I brani sono stati scritti e composti da Frank Cantos nel corso di diversi anni utilizzando solo la chitarra acustica, sono poi stati condivisi con una band, riarrangiati e completati; questo processo ha consentito di mantenere un forte legame tra essi e il loro autore ma ha anche permesso al resto del gruppo di sentirli propri tanto che ascoltandoli si percepisce un esauriente coinvolgimento generale.
In No more si parla delle angherie che ci si scambia tra colleghi arrivando addirittura a raccontare casi personali di mobbing, mentre Mary Jane rappresenta sia la proverbiale erba sia una donna in carne e ossa e concentra in un unico nome tutte le speranze di un sano divertimento. Give more, once more è l’unica nota propositiva dell’album e rispolvera una non più originale ma sempre valida morale: dopo tutte le fatiche e le ingiustizie del moderno vivere arriva sempre la musica a salvarci dal precipizio. Tana Radovic con l’intarsio di tre voci (di cui una femminile) rappresenta l’unico omaggio alla musica pop avvicinandosi maggiormente alla forma canzone. L’intenzione generale infatti è quella di proporre brani lontani dalla struttura strofa/ritornello che abbraccino piuttosto uno spirito Prog con continue frenate e ripartenze che invitano ad un ascolto attento e consapevole.

#### [Cosa farai]
(a) Disponi tutte le righe della raccolta qui sotto in un CSV a due colonne, "richiesta" e "risposta", con una riga CSV per ogni richiesta. Metti ciascun valore in un solo campo tra virgolette e sostituisci gli a capo con spazi.
(b) Prosegui il testo sull'album di Frank Cantos, qui sopra, riprendendo subito dopo la sua ultima frase.

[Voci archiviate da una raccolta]
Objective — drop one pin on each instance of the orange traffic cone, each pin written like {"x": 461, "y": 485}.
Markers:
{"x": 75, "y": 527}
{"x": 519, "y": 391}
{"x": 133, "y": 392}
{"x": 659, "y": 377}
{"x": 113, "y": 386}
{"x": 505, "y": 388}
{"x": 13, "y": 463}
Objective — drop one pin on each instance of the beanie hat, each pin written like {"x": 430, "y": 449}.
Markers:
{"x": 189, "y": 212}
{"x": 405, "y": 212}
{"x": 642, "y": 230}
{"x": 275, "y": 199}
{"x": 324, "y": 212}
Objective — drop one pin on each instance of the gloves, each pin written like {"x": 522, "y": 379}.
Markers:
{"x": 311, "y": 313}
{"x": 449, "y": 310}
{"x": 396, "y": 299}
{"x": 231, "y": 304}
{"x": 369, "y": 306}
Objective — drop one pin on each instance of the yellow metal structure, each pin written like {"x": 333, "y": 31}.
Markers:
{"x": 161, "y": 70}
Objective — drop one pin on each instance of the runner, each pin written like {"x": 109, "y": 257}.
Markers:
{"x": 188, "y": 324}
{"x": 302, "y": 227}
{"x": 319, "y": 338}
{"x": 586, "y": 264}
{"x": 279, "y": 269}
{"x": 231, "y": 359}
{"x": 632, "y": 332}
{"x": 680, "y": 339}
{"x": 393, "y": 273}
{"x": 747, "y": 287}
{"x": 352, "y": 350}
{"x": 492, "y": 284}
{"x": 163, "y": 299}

#### [Risposte per compito]
(a)
richiesta,risposta
"Objective — drop one pin on each instance of the orange traffic cone, each pin written like {""x"": 461, ""y"": 485}. Markers:","{""x"": 75, ""y"": 527} {""x"": 519, ""y"": 391} {""x"": 133, ""y"": 392} {""x"": 659, ""y"": 377} {""x"": 113, ""y"": 386} {""x"": 505, ""y"": 388} {""x"": 13, ""y"": 463}"
"Objective — drop one pin on each instance of the beanie hat, each pin written like {""x"": 430, ""y"": 449}. Markers:","{""x"": 189, ""y"": 212} {""x"": 405, ""y"": 212} {""x"": 642, ""y"": 230} {""x"": 275, ""y"": 199} {""x"": 324, ""y"": 212}"
"Objective — drop one pin on each instance of the gloves, each pin written like {""x"": 522, ""y"": 379}. Markers:","{""x"": 311, ""y"": 313} {""x"": 449, ""y"": 310} {""x"": 396, ""y"": 299} {""x"": 231, ""y"": 304} {""x"": 369, ""y"": 306}"
"Objective — drop one pin on each instance of the yellow metal structure, each pin written like {""x"": 333, ""y"": 31}. Markers:","{""x"": 161, ""y"": 70}"
"Objective — drop one pin on each instance of the runner, each pin written like {""x"": 109, ""y"": 257}. Markers:","{""x"": 188, ""y"": 324} {""x"": 302, ""y"": 227} {""x"": 319, ""y"": 338} {""x"": 586, ""y"": 264} {""x"": 279, ""y"": 269} {""x"": 231, ""y"": 359} {""x"": 632, ""y"": 332} {""x"": 680, ""y"": 339} {""x"": 393, ""y"": 273} {""x"": 747, ""y"": 287} {""x"": 352, ""y"": 350} {""x"": 492, ""y"": 284} {""x"": 163, ""y"": 299}"

(b)
Anche la copertina rappresenta il non-definito: raffigura una “foto sbagliata” che l’autore ha scattato durante un concerto: nello sviluppo è comparsa una forma rossa (da qui il titolo del disco) che può essere interpretata in molti modi; si è quindi rivelata perfetta per rappresentare la filosofia dell’album e le sue molteplici interpretazioni.